1.             Can you lay out, a little more specifically, the reasons for last quarter’s negative operating leverage? Is it fair to expect this to persist?

 

In the second quarter of 2010, our consolidated operating expense increased $21.6 million, or 24.8%. Operating margin for the quarter was 20.3%, down 7 percentage points from 27.3% in the second quarter of 2009.

 

Some of the major factors behind the margin decline include:

 

Item

 

Increase as
percentage of
revenue

 

Bonus expense

 

3.6 pp (percentage points)

 

Commissions

 

1.4 pp

 

Travel, telephone, training, and conferences

 

0.8 pp

 

Healthcare benefit costs

 

0.7 pp

 

401(k) match

 

0.6 pp

 

 

The loss of revenue from the Global Analyst Research Settlement (GARS) also had a negative effect on margins. We had $5.4 million of equity research revenue related to GARS in the second quarter of 2009 that did not recur in 2010. We made only slight reductions to our equity analyst team over the same period, so our cost base for this team was approximately the same while revenue declined. We’ve continued to invest in our analyst team because of the critical importance of equity research to all of our key platforms, including Morningstar.com, Morningstar Advisor Workstation, and Morningstar Direct. Our equity analyst team also supports our growing institutional equity research business and the corporate credit rating initiative we launched in late 2009.

 

Regarding the question of whether negative operating leverage will persist, it’s our policy not to give financial forecasts. To the extent that revenue improves, though, we should eventually reach a tipping point that allows revenue to increase faster than operating expense, which would allow us to get back to positive operating leverage.

• **Dataset content**:
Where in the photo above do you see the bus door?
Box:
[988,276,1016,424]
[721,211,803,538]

• **Task instructions**:
According to the operating leverage passage, what was the operating margin in the second quarter of 2010? Answer only from the operating leverage passage, not from the data.

• **Written answer**:
20.3%